─── PROVIDED RECORDS

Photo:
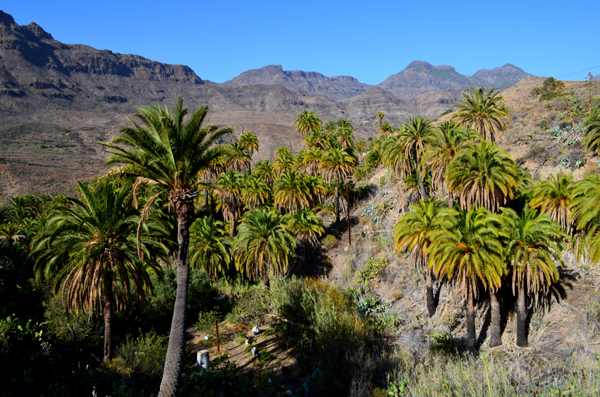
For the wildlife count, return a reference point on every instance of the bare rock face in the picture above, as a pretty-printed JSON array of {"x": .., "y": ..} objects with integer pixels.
[
  {"x": 336, "y": 87},
  {"x": 420, "y": 77}
]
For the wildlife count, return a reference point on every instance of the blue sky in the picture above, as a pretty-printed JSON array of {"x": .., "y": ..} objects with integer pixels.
[{"x": 366, "y": 40}]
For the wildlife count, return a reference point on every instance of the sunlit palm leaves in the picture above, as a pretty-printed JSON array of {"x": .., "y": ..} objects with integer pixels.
[
  {"x": 533, "y": 247},
  {"x": 307, "y": 121},
  {"x": 483, "y": 113},
  {"x": 90, "y": 250},
  {"x": 412, "y": 234},
  {"x": 263, "y": 245},
  {"x": 553, "y": 197},
  {"x": 467, "y": 250},
  {"x": 210, "y": 246},
  {"x": 291, "y": 191},
  {"x": 484, "y": 175}
]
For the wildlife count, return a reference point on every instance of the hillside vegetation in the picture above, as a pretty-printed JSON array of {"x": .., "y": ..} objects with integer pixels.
[{"x": 437, "y": 258}]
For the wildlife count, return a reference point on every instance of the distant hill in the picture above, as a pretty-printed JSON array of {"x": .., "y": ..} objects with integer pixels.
[
  {"x": 419, "y": 77},
  {"x": 58, "y": 100},
  {"x": 336, "y": 87}
]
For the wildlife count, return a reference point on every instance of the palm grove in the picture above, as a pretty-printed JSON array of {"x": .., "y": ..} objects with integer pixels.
[{"x": 174, "y": 198}]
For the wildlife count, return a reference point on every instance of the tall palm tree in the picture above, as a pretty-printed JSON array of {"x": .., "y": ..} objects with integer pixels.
[
  {"x": 414, "y": 136},
  {"x": 392, "y": 154},
  {"x": 250, "y": 141},
  {"x": 91, "y": 252},
  {"x": 412, "y": 233},
  {"x": 284, "y": 160},
  {"x": 592, "y": 131},
  {"x": 307, "y": 121},
  {"x": 483, "y": 113},
  {"x": 467, "y": 250},
  {"x": 484, "y": 175},
  {"x": 291, "y": 191},
  {"x": 554, "y": 198},
  {"x": 264, "y": 170},
  {"x": 337, "y": 164},
  {"x": 210, "y": 246},
  {"x": 238, "y": 157},
  {"x": 229, "y": 189},
  {"x": 255, "y": 191},
  {"x": 385, "y": 129},
  {"x": 307, "y": 227},
  {"x": 263, "y": 245},
  {"x": 172, "y": 154},
  {"x": 448, "y": 141},
  {"x": 379, "y": 116},
  {"x": 533, "y": 248},
  {"x": 585, "y": 214}
]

──────

__DESCRIPTION OF THE TASK__: Write out the material above without changing a word, and skip any picture.

__PROBLEM SOLUTION__:
Photo:
For the wildlife count, return a reference point on every instance of the bare rock face in the picture above, as a pretty-printed JSON array of {"x": .., "y": ..} objects with integer pixels.
[
  {"x": 336, "y": 87},
  {"x": 420, "y": 77}
]
For the wildlife count, return a reference point on every instance of the blue sky in the picture above, as a pretty-printed JSON array of {"x": .., "y": ..} objects with integer pixels.
[{"x": 366, "y": 40}]
For the wildlife count, return a reference point on every instance of the sunlit palm leaves in the picture above, as a pretty-printed JSON array of {"x": .., "y": ..} objects with integer pixels.
[
  {"x": 533, "y": 247},
  {"x": 307, "y": 121},
  {"x": 483, "y": 113},
  {"x": 90, "y": 250},
  {"x": 412, "y": 234},
  {"x": 263, "y": 245},
  {"x": 553, "y": 197},
  {"x": 467, "y": 250},
  {"x": 210, "y": 246},
  {"x": 291, "y": 191},
  {"x": 484, "y": 175}
]
For the wildlife count, return a reference point on every instance of the hillside vegetation in the picture above, as a pretty-printed JSON array of {"x": .., "y": ..} objects with integer pixels.
[{"x": 437, "y": 258}]
For the wildlife count, return a reference point on every instance of the distant hill in the picture above, as a pretty-printed JSON array of {"x": .., "y": ..} objects with integer pixels.
[
  {"x": 419, "y": 77},
  {"x": 58, "y": 100},
  {"x": 336, "y": 87}
]
For the wildlife count, return a reference point on every instance of the palm grove in the picture above, as a pretty-printed JSON array of {"x": .., "y": ..} objects with integer pixels.
[{"x": 174, "y": 198}]
For the wildlife count, return a reference point on every instance of the tall palm tree in the picture above, as a pretty-printed JSON array of {"x": .., "y": ..} objects with integer pixels.
[
  {"x": 414, "y": 136},
  {"x": 392, "y": 154},
  {"x": 250, "y": 141},
  {"x": 91, "y": 252},
  {"x": 412, "y": 233},
  {"x": 284, "y": 160},
  {"x": 592, "y": 131},
  {"x": 307, "y": 121},
  {"x": 483, "y": 113},
  {"x": 467, "y": 250},
  {"x": 484, "y": 175},
  {"x": 291, "y": 191},
  {"x": 554, "y": 198},
  {"x": 264, "y": 170},
  {"x": 337, "y": 164},
  {"x": 210, "y": 246},
  {"x": 238, "y": 157},
  {"x": 229, "y": 189},
  {"x": 255, "y": 191},
  {"x": 385, "y": 129},
  {"x": 307, "y": 227},
  {"x": 263, "y": 245},
  {"x": 172, "y": 154},
  {"x": 448, "y": 141},
  {"x": 379, "y": 116},
  {"x": 533, "y": 248},
  {"x": 585, "y": 214}
]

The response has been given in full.